### [Written instruction 1]
Work out how many lines of the rows below contain the string "point", treating case as significant, and give only that number.

Build failed error when deploying pose detection model

athern27 · ‎2025-02-28

Hi everyone,
I am trying to deploy a pose detection model on stm32n6570-dk board but I am getting the following error.


(st_zoo) kartikkhandewal@ATL-HPZG14-99:~/stm32packages/stm32ai-modelzoo-services/pose_estimation/src$ python3 stm32ai_main.py --config-path ./config_file_examples --config-name deployment_n6_yolo_mpe_config.yaml
WARNING: All log messages before absl::InitializeLog() is called are written to STDERR
E0000 00:00:1740729082.336274  136562 cuda_dnn.cc:8310] Unable to register cuDNN factory: Attempting to register factory for plugin cuDNN when one has already been registered
E0000 00:00:1740729082.339482  136562 cuda_blas.cc:1418] Unable to register cuBLAS factory: Attempting to register factory for plugin cuBLAS when one has already been registered
[WARNING] The usable GPU memory is unlimited.

(Data records)
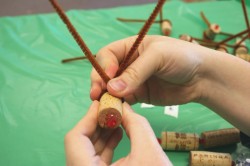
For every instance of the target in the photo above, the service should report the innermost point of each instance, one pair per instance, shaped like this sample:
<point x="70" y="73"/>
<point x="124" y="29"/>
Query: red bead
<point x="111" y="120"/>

### [Written instruction 2]
Restate the passage of the build-error post above starting at "Build failed error" and ending at "the following error.", swapping "pose detection model" for "pose estimation model".

### [Expected answer 1]
4

### [Expected answer 2]
Build failed error when deploying pose estimation model

athern27 · ‎2025-02-28

Hi everyone,
I am trying to deploy a pose estimation model on stm32n6570-dk board but I am getting the following error.